> To be done
Quote all of the data below word for word, but omit the pictures.

Segmentation annotation records:

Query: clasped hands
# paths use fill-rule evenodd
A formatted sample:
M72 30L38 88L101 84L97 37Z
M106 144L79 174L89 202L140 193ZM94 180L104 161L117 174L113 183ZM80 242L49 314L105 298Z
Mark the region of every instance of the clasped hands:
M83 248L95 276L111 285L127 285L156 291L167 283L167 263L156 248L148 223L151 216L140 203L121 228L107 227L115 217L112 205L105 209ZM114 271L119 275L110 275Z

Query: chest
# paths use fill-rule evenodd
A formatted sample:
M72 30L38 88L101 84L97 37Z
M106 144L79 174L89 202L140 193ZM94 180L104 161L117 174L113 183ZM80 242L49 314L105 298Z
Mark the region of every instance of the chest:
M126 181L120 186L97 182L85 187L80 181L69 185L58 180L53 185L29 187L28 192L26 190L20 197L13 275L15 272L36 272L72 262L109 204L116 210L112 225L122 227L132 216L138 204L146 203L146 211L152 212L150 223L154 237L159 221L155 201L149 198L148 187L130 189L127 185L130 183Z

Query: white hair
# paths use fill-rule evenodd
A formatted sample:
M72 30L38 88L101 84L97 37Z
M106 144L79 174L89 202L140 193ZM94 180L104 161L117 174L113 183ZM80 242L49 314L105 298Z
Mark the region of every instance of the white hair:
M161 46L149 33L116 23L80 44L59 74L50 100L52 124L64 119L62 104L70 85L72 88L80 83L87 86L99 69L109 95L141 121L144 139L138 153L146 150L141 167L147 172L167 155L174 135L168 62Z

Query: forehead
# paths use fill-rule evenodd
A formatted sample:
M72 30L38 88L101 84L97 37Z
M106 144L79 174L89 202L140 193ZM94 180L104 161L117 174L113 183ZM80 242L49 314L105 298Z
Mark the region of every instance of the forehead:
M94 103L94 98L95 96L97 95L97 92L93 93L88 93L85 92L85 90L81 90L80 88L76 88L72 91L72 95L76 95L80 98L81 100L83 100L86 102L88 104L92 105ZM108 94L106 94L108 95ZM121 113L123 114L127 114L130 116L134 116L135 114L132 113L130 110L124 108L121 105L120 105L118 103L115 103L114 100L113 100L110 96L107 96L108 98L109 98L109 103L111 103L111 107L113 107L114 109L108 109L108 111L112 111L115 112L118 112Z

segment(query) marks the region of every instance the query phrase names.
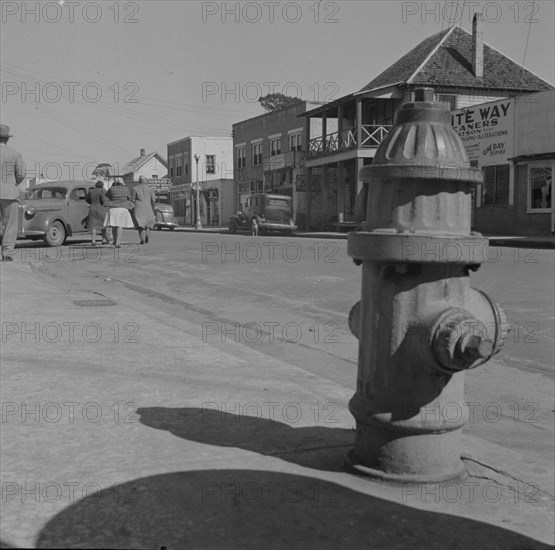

> Output for this task
Query: clasped hands
# paths use fill-rule evenodd
A formatted sample:
M72 30L38 88L101 84L97 37Z
M106 144L79 174L89 202L140 193ZM94 180L104 161L117 174L113 183ZM80 242L49 314L105 298Z
Mark the region of every instance of the clasped hands:
M83 248L95 276L111 285L127 285L156 291L167 283L167 263L156 248L148 223L151 216L140 203L121 228L107 227L115 217L112 205L105 209ZM114 271L119 275L110 275Z

Query: chest
# paths use fill-rule evenodd
A formatted sample:
M72 30L38 88L101 84L97 37Z
M106 144L79 174L89 202L140 193ZM94 180L104 161L117 174L113 183ZM80 242L49 314L105 298Z
Mark the region of every instance of the chest:
M126 181L120 186L97 182L85 187L80 181L69 185L58 180L53 185L29 187L28 192L26 190L20 197L13 275L15 272L36 272L72 262L109 204L116 210L112 225L122 227L132 216L138 204L146 203L146 211L152 212L150 223L154 237L159 221L155 201L149 198L148 187L130 189L127 185L130 183Z

Query: white hair
# paths use fill-rule evenodd
A formatted sample:
M72 30L38 88L101 84L97 37Z
M106 144L79 174L89 202L140 193ZM94 180L104 161L117 174L113 183ZM80 242L49 314L105 298Z
Mark the region of every instance of the white hair:
M161 46L149 33L116 23L80 44L59 74L50 100L52 124L64 119L62 104L70 85L72 88L80 83L87 86L99 69L109 95L141 121L144 139L138 153L146 150L141 167L147 172L167 155L174 135L168 62Z

Query: forehead
# paths use fill-rule evenodd
A formatted sample:
M72 30L38 88L101 84L97 37Z
M106 144L79 174L89 202L140 193ZM94 180L104 161L117 174L113 183ZM80 242L49 314L105 298Z
Mark the region of every instance of the forehead:
M94 103L94 98L95 96L97 95L97 92L93 93L88 93L85 92L85 90L81 90L80 88L76 88L72 91L72 95L76 95L80 98L81 100L83 100L86 102L88 104L92 105ZM108 94L106 94L108 95ZM121 113L123 114L127 114L130 116L134 116L135 114L132 113L130 110L124 108L121 105L120 105L118 103L115 103L114 100L113 100L110 96L107 96L108 98L109 98L109 103L111 103L111 107L113 107L114 109L108 109L108 111L112 111L115 112L118 112Z

segment(query) marks the region of every instance the query phrase names.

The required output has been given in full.